Collect every line below that contains the word "deck".

• **Data under study**
◇ ◇ ◇ ◇

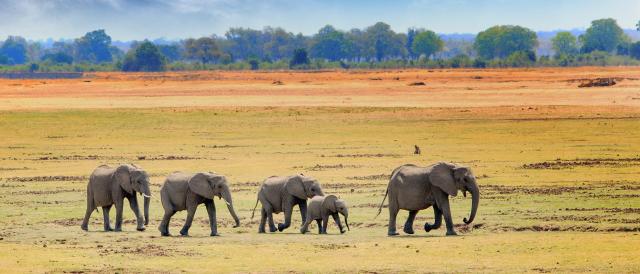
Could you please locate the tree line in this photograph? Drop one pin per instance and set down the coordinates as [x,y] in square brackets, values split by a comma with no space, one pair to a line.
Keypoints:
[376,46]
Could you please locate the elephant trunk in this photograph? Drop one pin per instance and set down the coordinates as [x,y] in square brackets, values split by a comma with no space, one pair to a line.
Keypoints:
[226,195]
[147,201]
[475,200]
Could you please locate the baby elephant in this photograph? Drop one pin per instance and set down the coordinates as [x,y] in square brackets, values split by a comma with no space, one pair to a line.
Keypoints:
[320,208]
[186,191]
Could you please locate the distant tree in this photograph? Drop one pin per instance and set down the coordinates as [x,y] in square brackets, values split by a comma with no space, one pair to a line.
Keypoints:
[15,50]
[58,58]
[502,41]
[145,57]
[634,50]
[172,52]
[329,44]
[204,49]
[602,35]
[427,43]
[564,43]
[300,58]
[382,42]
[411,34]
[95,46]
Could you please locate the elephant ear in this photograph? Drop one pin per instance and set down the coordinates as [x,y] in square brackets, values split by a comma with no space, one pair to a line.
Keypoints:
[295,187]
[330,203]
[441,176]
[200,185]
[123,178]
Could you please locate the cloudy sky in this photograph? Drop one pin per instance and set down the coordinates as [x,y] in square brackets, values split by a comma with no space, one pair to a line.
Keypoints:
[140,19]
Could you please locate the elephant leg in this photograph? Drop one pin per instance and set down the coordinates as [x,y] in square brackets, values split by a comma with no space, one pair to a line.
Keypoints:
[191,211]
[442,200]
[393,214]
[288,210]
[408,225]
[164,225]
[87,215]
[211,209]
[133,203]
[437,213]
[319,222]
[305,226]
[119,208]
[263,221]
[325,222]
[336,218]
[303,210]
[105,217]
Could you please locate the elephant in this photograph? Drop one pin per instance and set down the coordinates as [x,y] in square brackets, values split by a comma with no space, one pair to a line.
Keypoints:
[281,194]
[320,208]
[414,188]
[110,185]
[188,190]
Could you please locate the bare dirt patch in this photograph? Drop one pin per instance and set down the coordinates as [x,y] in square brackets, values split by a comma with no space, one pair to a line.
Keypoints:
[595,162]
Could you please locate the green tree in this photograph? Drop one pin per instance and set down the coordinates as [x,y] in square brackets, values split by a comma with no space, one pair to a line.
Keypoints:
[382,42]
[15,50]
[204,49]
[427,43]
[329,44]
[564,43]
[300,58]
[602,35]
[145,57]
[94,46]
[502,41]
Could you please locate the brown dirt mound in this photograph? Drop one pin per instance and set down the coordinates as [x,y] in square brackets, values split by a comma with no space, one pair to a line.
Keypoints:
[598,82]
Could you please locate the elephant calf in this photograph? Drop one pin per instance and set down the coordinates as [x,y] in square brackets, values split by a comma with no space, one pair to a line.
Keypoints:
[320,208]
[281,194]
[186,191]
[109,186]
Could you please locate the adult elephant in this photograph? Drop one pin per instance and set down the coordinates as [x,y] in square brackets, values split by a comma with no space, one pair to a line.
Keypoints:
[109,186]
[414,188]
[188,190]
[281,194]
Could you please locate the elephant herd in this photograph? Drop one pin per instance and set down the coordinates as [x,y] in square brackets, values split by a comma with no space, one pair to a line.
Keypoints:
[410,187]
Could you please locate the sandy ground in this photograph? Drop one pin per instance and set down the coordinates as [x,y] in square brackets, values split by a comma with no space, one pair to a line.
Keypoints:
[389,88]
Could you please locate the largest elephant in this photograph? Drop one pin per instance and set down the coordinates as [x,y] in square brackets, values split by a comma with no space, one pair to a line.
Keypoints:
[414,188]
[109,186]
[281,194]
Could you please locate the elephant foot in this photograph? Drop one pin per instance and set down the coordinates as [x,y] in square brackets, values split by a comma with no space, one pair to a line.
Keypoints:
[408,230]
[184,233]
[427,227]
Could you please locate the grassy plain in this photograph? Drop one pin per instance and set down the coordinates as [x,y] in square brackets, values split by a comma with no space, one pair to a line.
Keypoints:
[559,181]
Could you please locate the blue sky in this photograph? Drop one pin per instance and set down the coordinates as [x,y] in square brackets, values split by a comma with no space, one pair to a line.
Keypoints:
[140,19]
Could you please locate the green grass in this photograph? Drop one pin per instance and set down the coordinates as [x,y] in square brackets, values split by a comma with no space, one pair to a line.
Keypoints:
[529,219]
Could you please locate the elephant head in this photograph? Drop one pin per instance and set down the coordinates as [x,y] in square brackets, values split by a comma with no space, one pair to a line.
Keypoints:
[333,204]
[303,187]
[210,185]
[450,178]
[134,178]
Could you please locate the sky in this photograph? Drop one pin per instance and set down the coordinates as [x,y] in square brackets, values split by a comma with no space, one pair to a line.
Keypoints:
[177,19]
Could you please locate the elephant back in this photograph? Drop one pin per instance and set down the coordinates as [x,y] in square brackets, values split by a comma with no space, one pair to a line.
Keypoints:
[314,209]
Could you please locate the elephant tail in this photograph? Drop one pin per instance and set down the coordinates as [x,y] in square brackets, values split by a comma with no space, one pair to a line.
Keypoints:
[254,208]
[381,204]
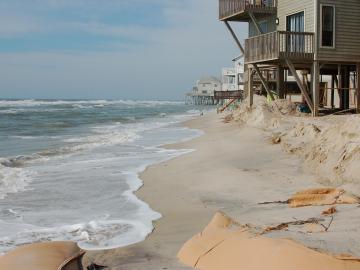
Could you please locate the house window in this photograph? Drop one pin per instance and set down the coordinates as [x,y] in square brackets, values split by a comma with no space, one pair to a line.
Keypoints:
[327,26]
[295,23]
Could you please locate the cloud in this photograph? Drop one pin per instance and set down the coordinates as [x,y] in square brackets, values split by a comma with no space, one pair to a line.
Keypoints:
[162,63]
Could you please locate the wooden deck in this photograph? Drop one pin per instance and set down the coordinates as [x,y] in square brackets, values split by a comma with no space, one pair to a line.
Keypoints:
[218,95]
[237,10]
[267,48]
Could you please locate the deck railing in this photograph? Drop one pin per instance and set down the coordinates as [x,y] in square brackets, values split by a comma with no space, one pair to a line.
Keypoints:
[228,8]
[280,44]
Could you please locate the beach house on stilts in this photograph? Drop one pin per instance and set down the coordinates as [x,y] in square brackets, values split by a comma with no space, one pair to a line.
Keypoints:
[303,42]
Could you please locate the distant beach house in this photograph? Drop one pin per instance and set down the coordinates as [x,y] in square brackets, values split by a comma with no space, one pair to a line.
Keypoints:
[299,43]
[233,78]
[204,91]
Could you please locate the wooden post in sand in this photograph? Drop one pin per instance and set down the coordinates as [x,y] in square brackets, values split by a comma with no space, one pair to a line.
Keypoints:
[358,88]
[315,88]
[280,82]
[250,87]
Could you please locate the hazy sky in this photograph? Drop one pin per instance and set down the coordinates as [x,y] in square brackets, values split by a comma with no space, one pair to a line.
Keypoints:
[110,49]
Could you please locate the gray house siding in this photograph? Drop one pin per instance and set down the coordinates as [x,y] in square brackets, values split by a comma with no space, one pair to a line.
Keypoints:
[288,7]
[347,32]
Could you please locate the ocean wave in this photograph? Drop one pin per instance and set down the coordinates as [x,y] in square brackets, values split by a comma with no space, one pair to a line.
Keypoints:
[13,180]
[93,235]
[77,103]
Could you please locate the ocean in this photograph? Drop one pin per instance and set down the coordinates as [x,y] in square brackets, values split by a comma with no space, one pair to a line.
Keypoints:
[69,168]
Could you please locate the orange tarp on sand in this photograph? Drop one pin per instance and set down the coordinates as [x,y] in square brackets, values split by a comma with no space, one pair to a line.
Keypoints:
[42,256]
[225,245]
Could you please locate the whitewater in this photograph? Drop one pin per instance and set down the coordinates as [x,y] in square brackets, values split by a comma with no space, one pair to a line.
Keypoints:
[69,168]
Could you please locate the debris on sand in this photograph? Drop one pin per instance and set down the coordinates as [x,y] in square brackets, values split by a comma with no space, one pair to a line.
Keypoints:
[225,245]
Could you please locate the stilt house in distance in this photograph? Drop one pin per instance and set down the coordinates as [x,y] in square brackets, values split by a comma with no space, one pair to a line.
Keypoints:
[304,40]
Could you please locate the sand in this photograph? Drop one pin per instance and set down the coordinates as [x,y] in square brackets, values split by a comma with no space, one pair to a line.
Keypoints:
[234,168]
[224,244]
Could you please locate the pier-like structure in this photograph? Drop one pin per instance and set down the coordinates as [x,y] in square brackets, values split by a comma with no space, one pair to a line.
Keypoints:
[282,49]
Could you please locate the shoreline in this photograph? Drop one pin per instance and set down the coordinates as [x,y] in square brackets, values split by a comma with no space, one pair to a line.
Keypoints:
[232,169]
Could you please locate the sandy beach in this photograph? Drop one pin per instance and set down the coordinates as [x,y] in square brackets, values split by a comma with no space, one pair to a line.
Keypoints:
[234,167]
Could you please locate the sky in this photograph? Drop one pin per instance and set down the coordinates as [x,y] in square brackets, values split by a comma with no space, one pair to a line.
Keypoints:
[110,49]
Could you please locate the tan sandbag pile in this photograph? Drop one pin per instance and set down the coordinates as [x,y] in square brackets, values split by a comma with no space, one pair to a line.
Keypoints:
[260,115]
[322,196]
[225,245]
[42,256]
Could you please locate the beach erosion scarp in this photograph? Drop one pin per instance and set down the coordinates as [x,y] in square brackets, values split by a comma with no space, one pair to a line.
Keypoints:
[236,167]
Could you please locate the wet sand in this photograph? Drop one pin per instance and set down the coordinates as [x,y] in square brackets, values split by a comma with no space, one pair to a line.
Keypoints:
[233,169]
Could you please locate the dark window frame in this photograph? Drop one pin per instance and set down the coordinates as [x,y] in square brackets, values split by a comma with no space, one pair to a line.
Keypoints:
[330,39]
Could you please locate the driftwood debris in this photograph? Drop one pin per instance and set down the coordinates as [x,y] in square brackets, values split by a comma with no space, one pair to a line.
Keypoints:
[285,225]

◇ ◇ ◇ ◇

• **Output below**
Could you please locate the wooden deck in this photograph? Drop one pin per instance and set down the coordinates as [x,y] in square brackets, values split by a comma with no space, one pair to a line.
Could you please locate the deck railing in this photograph? Drop one pin per instance and set down the coordinates as [x,y] in square brackets, values split by a comma with no space, one pair to a line.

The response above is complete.